> Problems to work on:
1) In the email, which list does the writer say device objects for the "dead" CPUs should be removed from on CPU_UP_CANCELED_FROZEN?
2) Reproduce a passage of the email, starting at the words "On Wednesday, 26" and stopping after "already accounted for?".
:: Text to read ::
From mboxrd@z Thu Jan  1 00:00:00 1970
From: "Rafael J. Wysocki" <rjw@sisk.pl>
Subject: Re: [PATCH 0/3] PM: Do not destroy/create devices while suspended
Date: Wed, 26 Dec 2007 16:12:23 +0100
Message-ID: <200712261612.24583.rjw@sisk.pl>
References: <Pine.LNX.4.44L0.0712252229050.25960-100000@netrider.rowland.org>
Mime-Version: 1.0
Content-Type: text/plain;
  charset="iso-8859-1"
Content-Transfer-Encoding: 7bit
Return-path: <linux-acpi-owner@vger.kernel.org>
Received: from ogre.sisk.pl ([217.79.144.158]:38831 "EHLO ogre.sisk.pl"
	rhost-flags-OK-OK-OK-OK) by vger.kernel.org with ESMTP
	id S1750916AbXLZOwi (ORCPT <rfc822;linux-acpi@vger.kernel.org>);
	Wed, 26 Dec 2007 09:52:38 -0500
In-Reply-To: <Pine.LNX.4.44L0.0712252229050.25960-100000@netrider.rowland.org>
Content-Disposition: inline
Sender: linux-acpi-owner@vger.kernel.org
List-Id: linux-acpi@vger.kernel.org
To: Alan Stern <stern@rowland.harvard.edu>
Cc: pm list <linux-pm@lists.linux-foundation.org>, ACPI Devel Maling List <linux-acpi@vger.kernel.org>, Andrew Morton <akpm@linux-foundation.org>, Len Brown <lenb@kernel.org>, LKML <linux-kernel@vger.kernel.org>, Pavel Machek <pavel@suse.cz>, Ingo Molnar <mingo@elte.hu>

On Wednesday, 26 of December 2007, Alan Stern wrote:
> On Tue, 25 Dec 2007, Rafael J. Wysocki wrote:
> 
> > > > Do we need to worry about the possibility that when the system wakes up 
> > > > from hibernation, the set of usable CPUs might be smaller than it was 
> > > > beforehand?
> > > 
> > > This is possible in error conditions.
> > > 
> > > > Is any special handling needed for this, or is it already accounted for?
> > > 
> > > Hm, well.  The cleanest thing would be to allow the drivers to remove the
> > > device objects on CPU_UP_CANCELED_FROZEN, which means that we weren't able to
> > > bring the CPU up during a resume, but still that will deadlock with
> > > gregkh-driver-pm-acquire-device-locks-prior-to-suspending.patch.
> > 
> > Hmm.  In principle, device objects may be destroyed on CPU_UP_CANCELED_FROZEN
> > without acquiring the device locks, since in fact we know these objects won't
> > be accessed concurrently at that time (the locks are already held by the PM
> > core, but the PM core is not going to actually access the devices before the
> > subsequent resume).
> 
> How about delaying the CPU_UP_CANCELED_FROZEN announcements until it's 
> really safe to send them out?  That is, after all devices have been 
> resumed and the PM core no longer holds any of their locks.  (Should 
> this be before or after tasks leave the freezer? -- I'm not sure.)
> 
> So the idea is send appropriate announcements at the usual time for
> CPUs that do come back up normally, and don't send anything right away
> for CPUs that fail to come up.  Just keep track of which ones failed,
> and then later take care of them.

However, we don't want to execute .resume() for device objects that correspond
to the "dead" CPUs, so to a minimum we should remove them from the dpm_off
list on CPU_UP_CANCELED_FROZEN.  For this purpose, we can define a
callback that will remove the device from dpm_off immediately and schedule its
destruction after all devices have been resumed.

Rafael
:::
:: Given information ::
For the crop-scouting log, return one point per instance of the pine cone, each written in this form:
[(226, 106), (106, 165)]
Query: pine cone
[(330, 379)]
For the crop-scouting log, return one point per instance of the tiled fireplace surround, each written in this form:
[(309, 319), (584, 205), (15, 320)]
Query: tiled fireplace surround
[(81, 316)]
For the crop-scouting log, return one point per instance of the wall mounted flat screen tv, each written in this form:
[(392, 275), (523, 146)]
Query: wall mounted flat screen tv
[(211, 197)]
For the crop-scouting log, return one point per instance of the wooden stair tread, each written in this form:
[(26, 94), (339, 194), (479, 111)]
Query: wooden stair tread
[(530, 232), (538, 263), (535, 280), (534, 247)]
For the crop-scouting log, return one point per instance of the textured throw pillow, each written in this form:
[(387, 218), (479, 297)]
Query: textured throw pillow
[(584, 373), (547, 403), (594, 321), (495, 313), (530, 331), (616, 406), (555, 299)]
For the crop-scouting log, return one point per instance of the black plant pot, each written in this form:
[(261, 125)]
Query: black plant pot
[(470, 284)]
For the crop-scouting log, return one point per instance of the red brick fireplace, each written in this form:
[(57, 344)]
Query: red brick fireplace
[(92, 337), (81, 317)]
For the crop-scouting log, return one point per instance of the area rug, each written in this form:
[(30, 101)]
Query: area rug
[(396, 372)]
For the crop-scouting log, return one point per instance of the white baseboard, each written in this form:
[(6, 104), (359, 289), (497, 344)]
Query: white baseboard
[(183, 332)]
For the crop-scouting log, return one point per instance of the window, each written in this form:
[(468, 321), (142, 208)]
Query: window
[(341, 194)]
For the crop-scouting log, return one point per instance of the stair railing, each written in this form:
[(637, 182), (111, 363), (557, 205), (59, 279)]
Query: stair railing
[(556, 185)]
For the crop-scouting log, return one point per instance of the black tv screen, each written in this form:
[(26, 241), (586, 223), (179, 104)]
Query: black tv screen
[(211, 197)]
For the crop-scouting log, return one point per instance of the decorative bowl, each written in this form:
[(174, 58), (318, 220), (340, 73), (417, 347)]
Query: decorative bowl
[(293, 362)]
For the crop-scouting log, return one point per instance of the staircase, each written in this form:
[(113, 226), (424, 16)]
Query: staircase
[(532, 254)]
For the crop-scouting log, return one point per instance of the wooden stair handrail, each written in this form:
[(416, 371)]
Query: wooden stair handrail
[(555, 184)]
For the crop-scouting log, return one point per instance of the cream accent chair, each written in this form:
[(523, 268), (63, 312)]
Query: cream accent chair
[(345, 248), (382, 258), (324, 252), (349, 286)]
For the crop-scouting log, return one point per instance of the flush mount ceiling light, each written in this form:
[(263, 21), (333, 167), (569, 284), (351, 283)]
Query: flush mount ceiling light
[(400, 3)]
:::
> Answers provided:
1) The dpm_off list.

2)
On Wednesday, 26 of December 2007, Alan Stern wrote:
> On Tue, 25 Dec 2007, Rafael J. Wysocki wrote:
> 
> > > > Do we need to worry about the possibility that when the system wakes up 
> > > > from hibernation, the set of usable CPUs might be smaller than it was 
> > > > beforehand?
> > > 
> > > This is possible in error conditions.
> > > 
> > > > Is any special handling needed for this, or is it already accounted for?